*EXERCISE PROMPT*
Answer these from the reflection on the Entry of Our Lady into the Temple:
(a) In the quoted Gospel verse, what does the poor widow offer from her poverty?
(b) Who are named as Our Lady's parents?
(c) Whose mother is Elizabeth said to be?

Revelation 14:1-3, 4b-5
Luke 21:1-4
I tell you truly, this poor widow put in more than all the rest; for those others have all made offerings from their surplus wealth, but she, from her poverty, has offered her whole livelihood.
Luke 21:3b-4
Today is the memorial of the Entry of Our Lady into the Temple. To me this feast is a test of faith. The is a story taken from the Protoevagelium of St James. It is non-canonical scripture. In other words, it is not in the Canon, but the Church has decided that parts of it are divinely inspired. It is where we learn, for example, of Our Lady’s parents, Sts Joachim and Anne, and their prayers for a child in their old age. It is from this text the undivided Church drew the story of this feast as well, teaching in our liturgy that when she was a young girl (aged 3 or so), the Blessed Virgin was taken to the Temple in Jerusalem to be schooled. As they welcomed her to the community she ran and entered the Holy of Holies and grew up there, fed by angels.
To me this feast is a test of faith. There are so many things wrong with this feast: so many things that clearly could not have ever happened. And yet: what of anything else in her life that we claim to know could have actually happened? Why are we willing to accept the miracle of an Angel visiting her, of her Virginal conception, of the unborn Divine Child blessing, from within her womb, the unborn Forerunner in the womb of his own mother, Elizabeth? Why do we so willingly accept all those things and yet not this thing?

*GIVEN DATA*

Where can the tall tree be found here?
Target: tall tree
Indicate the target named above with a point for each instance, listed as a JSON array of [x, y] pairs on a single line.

*ANSWER TO THE PROBLEM*
(a) Her whole livelihood.
(b) Sts Joachim and Anne.
(c) The unborn Forerunner's.